Brief:
Render the lines from the one containing "Where can the mist" through the one containing "point(65, 238)", both included, as a JSON list of strings with one string per line and no entries for blank lines.
** start Provided data **
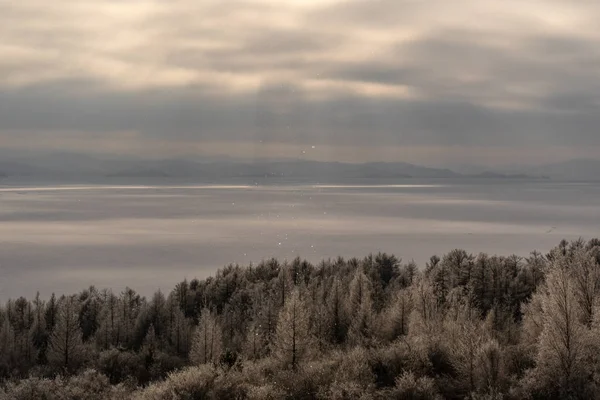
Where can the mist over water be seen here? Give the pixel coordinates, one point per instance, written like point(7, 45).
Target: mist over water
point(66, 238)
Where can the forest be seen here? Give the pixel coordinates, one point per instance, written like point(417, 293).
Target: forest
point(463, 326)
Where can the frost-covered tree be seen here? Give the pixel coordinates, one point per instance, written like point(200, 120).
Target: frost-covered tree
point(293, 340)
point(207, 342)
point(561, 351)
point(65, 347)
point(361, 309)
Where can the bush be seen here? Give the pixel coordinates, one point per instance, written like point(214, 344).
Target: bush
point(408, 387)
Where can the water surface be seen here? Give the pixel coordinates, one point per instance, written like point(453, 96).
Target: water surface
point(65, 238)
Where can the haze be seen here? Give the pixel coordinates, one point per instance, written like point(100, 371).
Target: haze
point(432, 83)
** end Provided data **
** start Provided data **
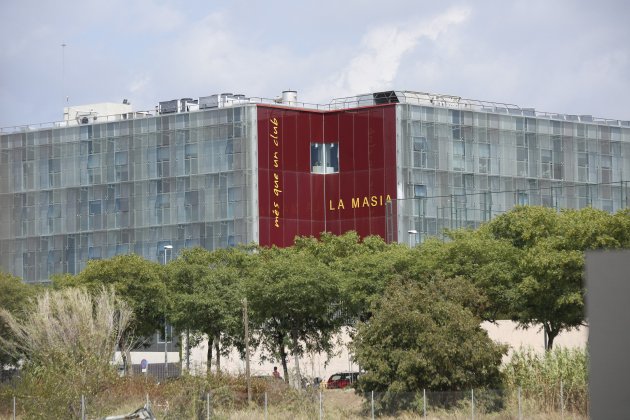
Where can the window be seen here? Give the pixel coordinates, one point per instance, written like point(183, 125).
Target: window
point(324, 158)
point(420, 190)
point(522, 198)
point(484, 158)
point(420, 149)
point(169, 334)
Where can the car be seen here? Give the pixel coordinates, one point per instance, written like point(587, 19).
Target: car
** end Provided data **
** start Provided data **
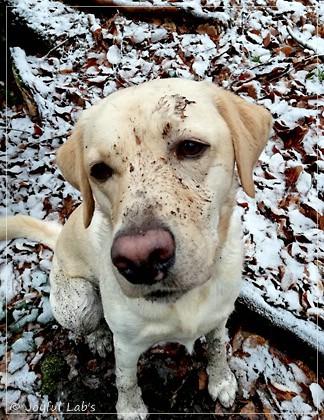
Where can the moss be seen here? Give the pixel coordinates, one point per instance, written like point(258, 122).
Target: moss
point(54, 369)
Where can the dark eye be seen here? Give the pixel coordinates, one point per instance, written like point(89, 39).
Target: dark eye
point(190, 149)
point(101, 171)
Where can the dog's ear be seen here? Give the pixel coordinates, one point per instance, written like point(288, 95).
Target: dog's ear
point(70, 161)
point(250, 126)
** end Provided data **
Answer for the task:
[
  "Where can the mist over water be seen here? Give the pixel coordinates, one point per instance, written like point(7, 45).",
  "Target: mist over water",
  "point(66, 238)",
  "Where can the forest be seen here? Give the pixel coordinates, one point per instance, written like point(417, 293).",
  "Target: forest",
  "point(463, 326)",
  "Where can the frost-covered tree be seen here? Give the pixel coordinates, one point per instance, written like point(200, 120).",
  "Target: frost-covered tree",
  "point(293, 340)",
  "point(207, 342)",
  "point(561, 351)",
  "point(65, 347)",
  "point(361, 309)",
  "Where can the bush be seen here? Give the pixel coordinates, one point per instance, written like point(214, 344).",
  "Target: bush",
  "point(408, 387)",
  "Where can the water surface be seen here? Give the pixel coordinates, one point per instance, written like point(453, 96).",
  "Target: water surface",
  "point(65, 238)"
]